> _To be done_
Switch every "instance" in the rows below to "occurrence" and reproduce the rows with nothing else changed.

***** Given information

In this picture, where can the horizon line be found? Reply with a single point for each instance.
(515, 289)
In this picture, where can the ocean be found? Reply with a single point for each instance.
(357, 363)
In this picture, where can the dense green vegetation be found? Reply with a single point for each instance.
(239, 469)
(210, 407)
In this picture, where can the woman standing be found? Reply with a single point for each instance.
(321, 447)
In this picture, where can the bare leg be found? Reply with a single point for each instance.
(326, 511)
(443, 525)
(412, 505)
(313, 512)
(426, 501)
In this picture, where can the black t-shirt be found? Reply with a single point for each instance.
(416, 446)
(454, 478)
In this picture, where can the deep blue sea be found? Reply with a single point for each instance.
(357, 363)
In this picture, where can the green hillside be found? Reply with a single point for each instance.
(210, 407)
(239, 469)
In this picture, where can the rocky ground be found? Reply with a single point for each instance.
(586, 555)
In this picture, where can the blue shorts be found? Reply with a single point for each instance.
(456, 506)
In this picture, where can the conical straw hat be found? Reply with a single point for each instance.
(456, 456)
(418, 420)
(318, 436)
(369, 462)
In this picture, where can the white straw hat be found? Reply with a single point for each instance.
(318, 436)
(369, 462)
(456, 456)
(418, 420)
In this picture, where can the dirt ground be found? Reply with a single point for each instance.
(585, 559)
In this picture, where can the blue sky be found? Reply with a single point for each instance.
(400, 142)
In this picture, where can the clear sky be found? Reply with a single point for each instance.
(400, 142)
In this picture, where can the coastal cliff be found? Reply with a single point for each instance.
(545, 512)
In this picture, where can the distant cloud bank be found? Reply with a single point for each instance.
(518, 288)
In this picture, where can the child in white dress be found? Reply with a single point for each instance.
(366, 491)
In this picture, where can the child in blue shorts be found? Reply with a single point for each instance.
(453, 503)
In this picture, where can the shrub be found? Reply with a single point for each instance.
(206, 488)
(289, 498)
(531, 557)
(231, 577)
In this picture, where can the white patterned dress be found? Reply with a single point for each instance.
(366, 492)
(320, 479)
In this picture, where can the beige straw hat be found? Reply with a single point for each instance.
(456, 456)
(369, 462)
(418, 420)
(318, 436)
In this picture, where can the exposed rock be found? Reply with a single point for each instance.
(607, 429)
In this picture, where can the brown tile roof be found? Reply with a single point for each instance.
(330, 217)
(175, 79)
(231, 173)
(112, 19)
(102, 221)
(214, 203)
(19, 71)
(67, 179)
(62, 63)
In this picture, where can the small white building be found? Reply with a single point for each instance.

**********

> _Reply_
In this picture, where can the horizon line be found? Reply with a single point for each occurrence.
(515, 289)
In this picture, where can the ocean be found? Reply with a single point for each occurrence.
(357, 363)
In this picture, where can the dense green vegetation be found? Reply with a single point for each occurrence.
(239, 469)
(210, 407)
In this picture, where can the woman standing be found? Reply with a single point for each occurrence.
(321, 447)
In this picture, where can the bare leg be found? Reply with a single point for each occurrence.
(326, 511)
(443, 525)
(412, 505)
(313, 512)
(426, 501)
In this picture, where can the black t-shirt be found? Reply with a single point for each occurrence.
(416, 446)
(454, 478)
In this picture, where can the deep blue sea be found? Reply with a single point for each occurrence.
(357, 363)
In this picture, where can the green hillside be found? Reply with a single point for each occurrence.
(210, 407)
(239, 469)
In this picture, where can the rocky ground be found? Reply with a single point for each occurrence.
(586, 555)
In this picture, where can the blue shorts be found? Reply with a single point for each occurrence.
(456, 506)
In this picture, where can the conical straw hat be found? Reply with a single point for each occurrence.
(456, 456)
(418, 420)
(318, 436)
(369, 462)
In this picture, where can the white straw hat be found? Reply with a single point for each occurrence.
(318, 436)
(369, 462)
(456, 456)
(418, 420)
In this picture, where can the dirt ground be found? Reply with a single point for each occurrence.
(585, 559)
In this picture, where can the blue sky be found? Reply with a single point for each occurrence.
(400, 142)
In this picture, where can the clear sky be found? Reply with a single point for each occurrence.
(400, 142)
In this picture, where can the coastal cliff be found? Reply with a single point for each occurrence.
(545, 512)
In this picture, where can the distant cloud bank be found? Reply with a single point for each occurrence.
(518, 288)
In this picture, where can the child in white dress be found? Reply with a single point for each occurrence.
(366, 491)
In this picture, where can the child in blue shorts be found? Reply with a single point for each occurrence.
(453, 503)
In this picture, where can the shrub be found? Reply with a single point for each occurrence.
(206, 488)
(289, 498)
(531, 557)
(231, 577)
In this picture, where can the white patterned dress be found? Reply with a single point for each occurrence.
(366, 492)
(320, 479)
In this picture, where can the beige straw hat be found? Reply with a single point for each occurrence.
(456, 456)
(369, 462)
(418, 420)
(318, 436)
In this picture, where can the exposed rock be found? Reply with a single point for each occurrence.
(607, 429)
In this picture, where can the brown tile roof be found? Reply with a single point for each occurrence.
(330, 217)
(175, 79)
(231, 173)
(112, 19)
(102, 221)
(214, 203)
(19, 71)
(67, 179)
(62, 63)
In this picture, where can the small white building be found? Reply with a single point for each occurrence.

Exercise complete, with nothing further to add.